***** Data for this exercise

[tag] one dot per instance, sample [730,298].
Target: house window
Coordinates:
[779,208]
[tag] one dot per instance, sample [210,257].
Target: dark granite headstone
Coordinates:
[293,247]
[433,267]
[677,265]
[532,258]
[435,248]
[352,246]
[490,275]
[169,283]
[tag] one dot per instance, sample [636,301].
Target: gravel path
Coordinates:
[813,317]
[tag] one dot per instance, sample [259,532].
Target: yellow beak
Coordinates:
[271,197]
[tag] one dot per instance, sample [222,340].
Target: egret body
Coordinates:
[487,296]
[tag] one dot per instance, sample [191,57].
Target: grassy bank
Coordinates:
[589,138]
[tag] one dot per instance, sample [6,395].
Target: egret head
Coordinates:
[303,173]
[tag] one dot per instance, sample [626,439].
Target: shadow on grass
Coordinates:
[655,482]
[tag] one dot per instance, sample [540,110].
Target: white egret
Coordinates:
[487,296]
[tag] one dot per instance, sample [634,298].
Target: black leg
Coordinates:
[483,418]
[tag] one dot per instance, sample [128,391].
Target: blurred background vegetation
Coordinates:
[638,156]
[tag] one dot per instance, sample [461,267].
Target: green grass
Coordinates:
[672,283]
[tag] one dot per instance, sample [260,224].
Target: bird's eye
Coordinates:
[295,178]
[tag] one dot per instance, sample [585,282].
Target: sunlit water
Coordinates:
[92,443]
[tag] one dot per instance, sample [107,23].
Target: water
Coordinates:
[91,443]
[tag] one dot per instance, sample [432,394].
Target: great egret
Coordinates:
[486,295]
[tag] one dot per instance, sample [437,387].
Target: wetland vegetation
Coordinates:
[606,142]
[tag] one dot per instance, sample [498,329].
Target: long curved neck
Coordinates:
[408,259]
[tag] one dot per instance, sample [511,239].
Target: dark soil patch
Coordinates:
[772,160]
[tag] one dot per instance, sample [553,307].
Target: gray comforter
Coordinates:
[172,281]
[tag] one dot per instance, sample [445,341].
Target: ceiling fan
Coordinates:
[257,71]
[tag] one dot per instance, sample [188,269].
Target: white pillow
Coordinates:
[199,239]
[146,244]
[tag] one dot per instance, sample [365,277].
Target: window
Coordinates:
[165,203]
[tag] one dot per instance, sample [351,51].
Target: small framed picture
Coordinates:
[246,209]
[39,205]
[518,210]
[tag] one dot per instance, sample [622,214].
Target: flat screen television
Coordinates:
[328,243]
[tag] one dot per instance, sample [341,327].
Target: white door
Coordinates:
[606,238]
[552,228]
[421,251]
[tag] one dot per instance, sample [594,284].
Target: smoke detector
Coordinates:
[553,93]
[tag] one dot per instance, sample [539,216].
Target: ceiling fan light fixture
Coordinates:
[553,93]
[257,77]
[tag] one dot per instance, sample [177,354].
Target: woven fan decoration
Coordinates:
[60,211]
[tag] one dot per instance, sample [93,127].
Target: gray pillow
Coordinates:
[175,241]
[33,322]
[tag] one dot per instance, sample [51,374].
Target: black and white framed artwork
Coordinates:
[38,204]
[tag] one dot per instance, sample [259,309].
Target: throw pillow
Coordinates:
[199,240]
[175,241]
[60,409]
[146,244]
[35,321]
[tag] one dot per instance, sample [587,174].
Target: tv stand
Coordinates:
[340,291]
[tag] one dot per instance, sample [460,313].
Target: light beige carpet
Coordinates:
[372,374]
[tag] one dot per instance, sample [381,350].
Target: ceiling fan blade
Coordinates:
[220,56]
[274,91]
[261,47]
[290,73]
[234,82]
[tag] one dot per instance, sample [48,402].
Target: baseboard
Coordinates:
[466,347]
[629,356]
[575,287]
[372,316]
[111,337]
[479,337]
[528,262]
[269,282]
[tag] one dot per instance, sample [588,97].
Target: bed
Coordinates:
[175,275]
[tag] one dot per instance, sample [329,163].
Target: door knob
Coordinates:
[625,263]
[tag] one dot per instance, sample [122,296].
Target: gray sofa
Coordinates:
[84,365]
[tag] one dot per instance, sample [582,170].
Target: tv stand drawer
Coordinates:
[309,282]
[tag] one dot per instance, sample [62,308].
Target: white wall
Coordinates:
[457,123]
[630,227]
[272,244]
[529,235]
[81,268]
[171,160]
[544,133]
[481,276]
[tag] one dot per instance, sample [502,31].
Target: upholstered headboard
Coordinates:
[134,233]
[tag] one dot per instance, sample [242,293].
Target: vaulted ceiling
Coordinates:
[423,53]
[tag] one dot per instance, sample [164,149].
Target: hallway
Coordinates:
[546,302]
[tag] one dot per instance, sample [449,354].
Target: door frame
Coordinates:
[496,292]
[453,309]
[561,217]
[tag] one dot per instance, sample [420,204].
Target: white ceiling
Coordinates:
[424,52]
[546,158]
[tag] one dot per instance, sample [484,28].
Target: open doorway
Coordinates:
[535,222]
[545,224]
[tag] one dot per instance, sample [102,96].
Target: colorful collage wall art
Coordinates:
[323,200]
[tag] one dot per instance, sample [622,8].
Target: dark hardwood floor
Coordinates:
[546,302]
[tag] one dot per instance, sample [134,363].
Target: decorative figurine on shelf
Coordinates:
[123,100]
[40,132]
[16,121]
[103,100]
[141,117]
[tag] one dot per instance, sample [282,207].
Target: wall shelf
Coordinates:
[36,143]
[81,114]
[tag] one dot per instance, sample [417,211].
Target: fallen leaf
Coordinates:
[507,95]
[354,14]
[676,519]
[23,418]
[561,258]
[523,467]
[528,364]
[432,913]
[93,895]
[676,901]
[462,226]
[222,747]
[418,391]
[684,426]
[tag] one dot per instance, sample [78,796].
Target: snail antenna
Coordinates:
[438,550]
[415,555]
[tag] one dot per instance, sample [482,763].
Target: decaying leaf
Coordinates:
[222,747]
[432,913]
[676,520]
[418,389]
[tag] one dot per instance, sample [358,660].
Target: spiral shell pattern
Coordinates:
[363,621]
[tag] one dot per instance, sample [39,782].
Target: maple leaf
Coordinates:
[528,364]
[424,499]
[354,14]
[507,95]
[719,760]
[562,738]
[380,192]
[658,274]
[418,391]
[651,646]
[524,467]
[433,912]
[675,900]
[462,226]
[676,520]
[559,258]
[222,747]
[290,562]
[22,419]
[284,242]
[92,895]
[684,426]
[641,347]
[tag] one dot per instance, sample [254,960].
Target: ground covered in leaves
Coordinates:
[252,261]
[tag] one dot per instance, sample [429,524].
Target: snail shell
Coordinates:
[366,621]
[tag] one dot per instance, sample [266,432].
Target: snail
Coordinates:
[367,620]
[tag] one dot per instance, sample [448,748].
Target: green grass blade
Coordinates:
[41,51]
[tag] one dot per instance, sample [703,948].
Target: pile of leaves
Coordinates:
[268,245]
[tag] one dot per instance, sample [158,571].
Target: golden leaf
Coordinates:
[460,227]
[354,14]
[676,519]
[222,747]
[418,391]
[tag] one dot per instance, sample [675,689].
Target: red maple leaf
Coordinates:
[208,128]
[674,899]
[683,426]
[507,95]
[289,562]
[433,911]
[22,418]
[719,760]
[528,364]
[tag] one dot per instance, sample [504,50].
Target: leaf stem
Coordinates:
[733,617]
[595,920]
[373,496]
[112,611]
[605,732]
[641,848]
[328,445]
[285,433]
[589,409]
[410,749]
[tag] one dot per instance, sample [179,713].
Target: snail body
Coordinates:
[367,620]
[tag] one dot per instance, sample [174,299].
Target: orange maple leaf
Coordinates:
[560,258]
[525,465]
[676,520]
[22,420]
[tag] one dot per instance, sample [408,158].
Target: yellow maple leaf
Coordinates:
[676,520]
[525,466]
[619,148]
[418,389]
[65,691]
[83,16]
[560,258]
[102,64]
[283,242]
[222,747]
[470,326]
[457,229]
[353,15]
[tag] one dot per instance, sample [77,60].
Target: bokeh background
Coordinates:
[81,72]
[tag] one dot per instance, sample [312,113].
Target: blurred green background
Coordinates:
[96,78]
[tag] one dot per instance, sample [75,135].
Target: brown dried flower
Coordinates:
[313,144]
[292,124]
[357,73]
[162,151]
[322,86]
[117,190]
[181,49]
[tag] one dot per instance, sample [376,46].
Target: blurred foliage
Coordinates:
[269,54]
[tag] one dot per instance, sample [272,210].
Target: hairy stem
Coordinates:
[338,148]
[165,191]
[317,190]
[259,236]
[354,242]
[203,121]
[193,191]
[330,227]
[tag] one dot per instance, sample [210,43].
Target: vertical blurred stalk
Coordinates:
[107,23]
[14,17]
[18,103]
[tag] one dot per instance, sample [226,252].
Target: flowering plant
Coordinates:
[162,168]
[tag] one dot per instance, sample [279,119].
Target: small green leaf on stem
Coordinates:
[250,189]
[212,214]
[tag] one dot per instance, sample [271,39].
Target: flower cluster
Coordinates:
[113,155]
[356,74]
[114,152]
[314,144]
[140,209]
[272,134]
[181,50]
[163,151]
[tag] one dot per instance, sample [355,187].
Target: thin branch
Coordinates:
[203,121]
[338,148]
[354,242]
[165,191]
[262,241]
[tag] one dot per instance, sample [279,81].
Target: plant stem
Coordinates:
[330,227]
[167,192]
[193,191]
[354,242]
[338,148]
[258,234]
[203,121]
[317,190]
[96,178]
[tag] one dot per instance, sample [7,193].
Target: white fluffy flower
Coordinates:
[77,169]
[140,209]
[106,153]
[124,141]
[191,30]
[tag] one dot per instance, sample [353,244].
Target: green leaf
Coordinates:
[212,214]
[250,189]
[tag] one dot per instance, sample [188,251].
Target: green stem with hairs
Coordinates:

**********

• [Assignment]: Look for the word "background" in the listing above, and copy every line where you find it.

• [Output of the exercise]:
Target: blurred background vegetation
Target: bokeh background
Target: blurred green background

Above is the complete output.